━━━━━ TEXTO DE LECTURA ━━━━━

Unos años más tarde entendí que haberme gastado aquellas películas es lo mismo que gastarse los libros que deseas habitar continuamente (el libro es una casa, cursi pero posible, una casa muy importante, quizá vital; casa que se multiplica en muchas casas, entiendes la importancia de construir un pueblo mental donde puedes guardar todos tus libros, los álbumes de los lugares visitados y, más allá que eso, empiezas a replicarlos, construyes líneas de autobús y metros que te ayudarán a visitar estos lugares deseables; la casa se convierte en una ciudad mental). Lugares de ficción que dificilmente puedes abandonar. La cinta se corrompe igual que se manchan las hojas de grasa, de sudor y de fluidos (¿Estás seguro que deseas pedir un libro prestado?).

━━━━━

--- PROBLEMAS POR RESOLVER ---
1 - Transcribe sin ningún cambio el pasaje del texto de lectura que comienza en "Unos años más" y termina en "un libro prestado?).".
2 - Responde con datos del texto de lectura:
(a) ¿A qué equivale, según el narrador, haberse gastado aquellas películas?
(b) ¿En qué se convierte la casa al final del paréntesis?
(c) ¿De qué se manchan las hojas?
El material no interviene en nada de lo que aquí se pide.

━━━━━ DATOS PARA EXAMINAR ━━━━━

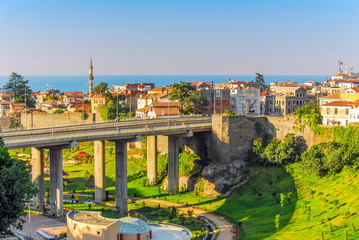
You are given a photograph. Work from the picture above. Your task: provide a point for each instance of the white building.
(336, 113)
(354, 115)
(245, 101)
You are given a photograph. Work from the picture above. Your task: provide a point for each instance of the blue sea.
(77, 83)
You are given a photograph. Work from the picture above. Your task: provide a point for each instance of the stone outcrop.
(7, 122)
(231, 139)
(220, 177)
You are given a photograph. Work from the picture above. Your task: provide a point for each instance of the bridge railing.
(82, 135)
(102, 122)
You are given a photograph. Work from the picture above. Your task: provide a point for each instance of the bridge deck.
(43, 137)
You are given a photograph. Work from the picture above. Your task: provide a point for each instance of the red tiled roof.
(338, 104)
(198, 84)
(158, 89)
(356, 89)
(3, 102)
(81, 154)
(144, 110)
(265, 93)
(165, 104)
(96, 95)
(8, 94)
(74, 94)
(18, 104)
(332, 96)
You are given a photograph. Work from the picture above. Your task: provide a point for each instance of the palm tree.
(259, 79)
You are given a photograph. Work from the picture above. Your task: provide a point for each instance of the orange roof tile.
(338, 104)
(165, 104)
(333, 96)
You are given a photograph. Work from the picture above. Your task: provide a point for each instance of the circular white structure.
(84, 225)
(134, 228)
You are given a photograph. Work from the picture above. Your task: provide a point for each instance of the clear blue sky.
(140, 37)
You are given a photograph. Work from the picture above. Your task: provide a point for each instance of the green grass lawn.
(329, 204)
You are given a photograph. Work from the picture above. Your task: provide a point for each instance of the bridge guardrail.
(98, 123)
(82, 135)
(108, 124)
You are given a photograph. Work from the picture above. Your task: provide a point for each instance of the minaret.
(91, 78)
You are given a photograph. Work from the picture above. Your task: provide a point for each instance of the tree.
(16, 190)
(51, 97)
(277, 222)
(259, 79)
(100, 88)
(59, 111)
(228, 112)
(190, 100)
(19, 86)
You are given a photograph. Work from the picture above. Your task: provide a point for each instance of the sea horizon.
(66, 83)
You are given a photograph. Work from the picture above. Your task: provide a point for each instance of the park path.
(223, 225)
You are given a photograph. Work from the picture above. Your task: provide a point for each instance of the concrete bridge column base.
(121, 176)
(152, 160)
(56, 181)
(99, 166)
(173, 164)
(37, 161)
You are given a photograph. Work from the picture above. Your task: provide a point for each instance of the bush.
(58, 111)
(279, 153)
(189, 164)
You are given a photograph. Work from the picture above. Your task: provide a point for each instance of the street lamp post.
(52, 111)
(116, 108)
(25, 110)
(83, 106)
(130, 100)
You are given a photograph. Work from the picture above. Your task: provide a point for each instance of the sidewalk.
(40, 222)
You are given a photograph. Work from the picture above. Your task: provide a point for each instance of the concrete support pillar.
(37, 162)
(100, 177)
(173, 164)
(152, 160)
(121, 176)
(56, 181)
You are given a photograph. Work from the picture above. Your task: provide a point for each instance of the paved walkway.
(40, 222)
(223, 225)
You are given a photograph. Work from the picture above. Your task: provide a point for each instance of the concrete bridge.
(58, 138)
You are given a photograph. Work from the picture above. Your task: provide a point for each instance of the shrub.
(189, 164)
(58, 111)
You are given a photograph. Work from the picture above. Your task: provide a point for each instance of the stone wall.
(7, 122)
(38, 120)
(289, 124)
(231, 139)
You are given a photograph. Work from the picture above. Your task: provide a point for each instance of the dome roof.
(130, 225)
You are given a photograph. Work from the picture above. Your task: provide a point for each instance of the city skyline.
(177, 38)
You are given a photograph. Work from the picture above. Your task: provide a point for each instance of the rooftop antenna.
(350, 68)
(340, 66)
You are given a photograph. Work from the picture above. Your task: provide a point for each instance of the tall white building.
(245, 100)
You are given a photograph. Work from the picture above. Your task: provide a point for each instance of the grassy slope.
(341, 187)
(257, 214)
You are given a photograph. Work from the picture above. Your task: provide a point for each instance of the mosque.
(92, 226)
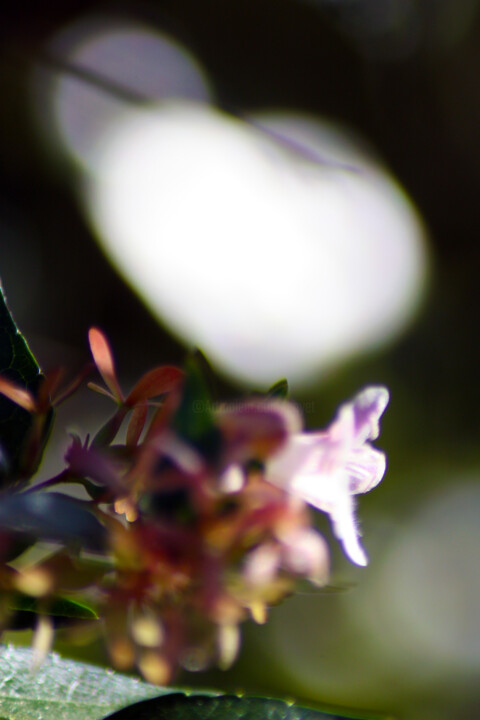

━━━━━

--- RESPUESTAS POR NÚMERO ---
1 -
Unos años más tarde entendí que haberme gastado aquellas películas es lo mismo que gastarse los libros que deseas habitar continuamente (el libro es una casa, cursi pero posible, una casa muy importante, quizá vital; casa que se multiplica en muchas casas, entiendes la importancia de construir un pueblo mental donde puedes guardar todos tus libros, los álbumes de los lugares visitados y, más allá que eso, empiezas a replicarlos, construyes líneas de autobús y metros que te ayudarán a visitar estos lugares deseables; la casa se convierte en una ciudad mental). Lugares de ficción que dificilmente puedes abandonar. La cinta se corrompe igual que se manchan las hojas de grasa, de sudor y de fluidos (¿Estás seguro que deseas pedir un libro prestado?).

2 -
(a) A gastarse los libros que uno desea habitar continuamente.
(b) En una ciudad mental.
(c) De grasa, de sudor y de fluidos.